[Okuma Metni]
Yasemin Çongar 'Ergenekon' Tertibini Yazıyor

Tartışma Alanı

Yasemin Çongar 'Ergenekon' Tertibini Yazıyor

İletigönderen İrfan Tuna » Prş Oca 06, 2011 22:24

6 Haziran 2005 - Milliyet



Erdoğan Washington'a gelirken



Daha 6 - 7 hafta öncesine kadar, Başbakan Erdoğan 'ın Beyaz Saray'a gelme niyetini "Ne konuşacağız ki" diye hafiften dudak bükerek karşılayan ABD'li yetkililerin sayısı az değildi.

Bu soru, Erdoğan hükümetinin yaptıkları ve yapmadıkları, söyledikleri ve söylemedikleri ile Bush yönetiminde yarattığı hayal kırıklığının sonucuydu.

Bu hayal kırıklığını besleyen unsurlar arasında, Büyükelçi Edelman 'ın randevu için 6 hafta bekletilmesini, Irak seçimlerinin peşinen mahkum edilmesini, Hariri suikasti ardından Şam'la kucaklaşılmasını, İsrail'in "terörist," Felluce'de öldürülenlerin "şehit" ilan edilmesini, İncirlik'te geniş bir kullanım esnekliğinin mümkün olmayışını ve kamuoyunda kabaran Amerikan karşıtlığının bir bakıma rasyonalize edilişini sayabiliriz.

Bu hayal kırıklığının alt başlıklarını ise, ABD'li yetkililerin ağzından, "Türkiye, öngörülebilir olmaktan çıktı" ya da "Ortak vizyon taşıdığımızı söyleyen hükümetiniz, bunu halka anlatmıyor, uygulamaya yansıtmıyor" ya da "İkili ilişkilere yeterince ihtimam göstermiyorsunuz" ya da "Ankara, uluslararası arenada etkisizleşiyor, önemsizleşiyor" gibi cümlelerle aylar boyu dinledik.

Bugün de, Washington'da bu kaygılar hepten silinmiş değil, ama doğrusu, Erdoğan Bush buluşmasına dudak büken de artık pek kalmadı.

Değişimin bir nedeni, Erdoğan ve çevresinin son haftalarda, sanki biraz da Beyaz Saray'ın yolunu yapmak için attıkları adımlar, söyledikleri sözler; Ankara'nın da ikili ilişkileri önemsediğini yansıtan çıkışlar.

[Veri Bloğu]
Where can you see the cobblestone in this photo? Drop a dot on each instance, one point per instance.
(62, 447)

[Görevler]
(1) Erdoğan'ın Washington ziyaretini ele alan okuma metnine göre Büyükelçi Edelman randevu için kaç hafta bekletilmişti?
(2) Erdoğan'ın Washington ziyaretini ele alan okuma metnini son cümlesinden sonra devam ettirin.

[Görevlere Göre Sonuçlar]
(1) Büyükelçi Edelman randevu için 6 hafta bekletilmişti.

(2)
Washington'ın gözünde, 8 hazirandaki Beyaz Saray buluşmasını başlı başına önemli kılan diğer etmen ise, AB'de geçen haftaki referandumlarla yaşanan sarsıntı ve bunun Türkiye'ye olası etkileri.

Ortaklık iradesi
Beyaz Saray buluşmasının asıl işlevi, ikili ilişkilerin öneminin ve sağlam tutulması gereğinin karşılıklı teyidi yoluyla, bu ilişkilere yeniden bir "ortaklık enerjisi" katmak olacak.

AKP hükümeti, içeride "Devlet biziz" diye karşısına çıkanlar ile, dışarıda "Siz, Avrupalı değilsiniz" diye tutturanlar karşısında, Beyaz Saray'da enerji tazelemeye belki de her zamankinden çok ihtiyaç duyuyor.

Washington ise, Türkiye'deki asli muhatabı saydığı Erdoğan hükümetinden Türk Amerikan ortaklığına sahip çıkma yönünde siyasi irade göstermesini istiyor.

Bu iradenin Türk kamuoyuna doğrudan telaffuz edilmesini; "Bizde anti Amerikanizm yok" diye işin içinden çıkmak yerine bu yöndeki toplumsal işaretlere tepki verilmesini bekliyor.

Dahası Bush yönetimi, ikili ortaklığın "etkin" kılınabilmesi için, başta geniş Ortadoğu'da reform perspektifi olmak üzere, "ortak hedefler yönünde ortak ses" gerektiğini düşünüyor.

AB vurgusu
AB konusunun Beyaz Saray gündemindeki önemi ise, salt Bush ile Erdoğan 'ın referandumlardan kısa süre sonra buluşmasından kaynaklı değil.

Türkiye'nin AB'ye tam üyelik hedefi, Türk Amerikan gündeminin değişmez maddesi olmanın ötesinde, bir bakıma Ankara Washington ilişkisinin oturduğu eksenin de açısı. ABD'nin dünya tasarımının esas unsurlarından biri de 'Türkiyeli' bir AB.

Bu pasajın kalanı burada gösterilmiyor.